◆ TASK DESCRIPTION:
Output only the lines below that start at the line containing "On this screen, the temple facade" and end at the line containing "On this screen, the blonde", with both ends kept.

◆ TASK INPUTS:
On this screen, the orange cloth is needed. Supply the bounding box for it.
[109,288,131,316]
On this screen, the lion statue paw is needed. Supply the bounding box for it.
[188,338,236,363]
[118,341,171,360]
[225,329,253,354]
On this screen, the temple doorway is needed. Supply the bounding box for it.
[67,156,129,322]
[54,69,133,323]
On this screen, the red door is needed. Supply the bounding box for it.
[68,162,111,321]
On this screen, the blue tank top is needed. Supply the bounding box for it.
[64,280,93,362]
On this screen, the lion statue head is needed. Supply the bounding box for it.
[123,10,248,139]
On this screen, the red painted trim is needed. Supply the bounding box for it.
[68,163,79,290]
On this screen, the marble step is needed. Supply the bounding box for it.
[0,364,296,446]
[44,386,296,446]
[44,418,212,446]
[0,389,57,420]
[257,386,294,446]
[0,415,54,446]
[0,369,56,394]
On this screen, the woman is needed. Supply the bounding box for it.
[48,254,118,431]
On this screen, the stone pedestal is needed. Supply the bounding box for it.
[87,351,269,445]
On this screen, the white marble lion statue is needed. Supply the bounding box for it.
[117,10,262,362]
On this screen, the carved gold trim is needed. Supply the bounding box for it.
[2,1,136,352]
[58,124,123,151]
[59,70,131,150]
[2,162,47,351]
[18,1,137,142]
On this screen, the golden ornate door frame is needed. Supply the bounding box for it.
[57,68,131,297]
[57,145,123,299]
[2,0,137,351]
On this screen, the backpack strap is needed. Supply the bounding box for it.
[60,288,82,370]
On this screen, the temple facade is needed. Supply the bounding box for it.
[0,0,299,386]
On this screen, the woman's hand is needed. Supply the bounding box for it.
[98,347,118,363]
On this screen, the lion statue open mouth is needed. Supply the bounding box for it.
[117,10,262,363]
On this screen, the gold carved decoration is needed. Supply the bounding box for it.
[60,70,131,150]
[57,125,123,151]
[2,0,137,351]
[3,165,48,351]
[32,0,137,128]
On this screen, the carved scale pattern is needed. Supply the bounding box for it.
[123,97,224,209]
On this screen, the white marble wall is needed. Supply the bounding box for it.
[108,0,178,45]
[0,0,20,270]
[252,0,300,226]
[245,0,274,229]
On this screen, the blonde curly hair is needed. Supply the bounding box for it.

--

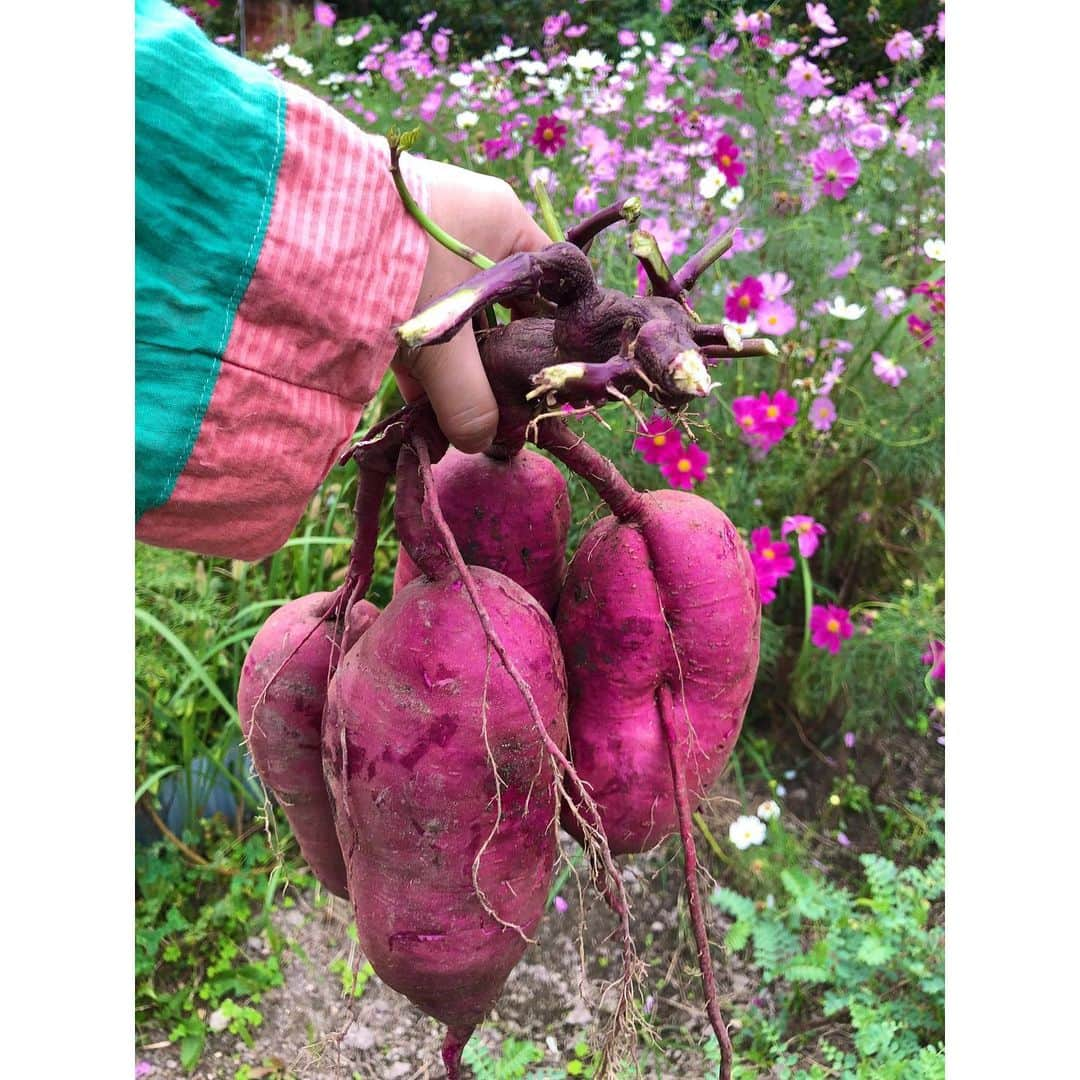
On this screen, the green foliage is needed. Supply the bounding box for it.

◆ EXERCISE RESPONSE:
On this screen, the temple facade is needed. Supply the bounding box for it.
[0,0,299,386]
On this screen, the woman's hand is needed. Supply the bounding box for it.
[98,347,118,363]
On this screen, the lion statue open mouth is needed. Supply the bounding box for it.
[117,10,262,363]
On this screen, the gold carved decoration is needed. Supply the bounding box for it.
[60,70,131,150]
[57,125,123,151]
[2,0,137,351]
[3,165,48,351]
[32,0,137,128]
On this screen, the carved scale pattern is needed. Supply the bounding box for it.
[123,97,224,209]
On this screen, the white marble wall is needed. Supply the bounding box for it.
[108,0,178,45]
[0,0,20,270]
[252,0,300,226]
[245,0,274,229]
On this screen, the blonde curly hair is needed. Supply the bounding box for it.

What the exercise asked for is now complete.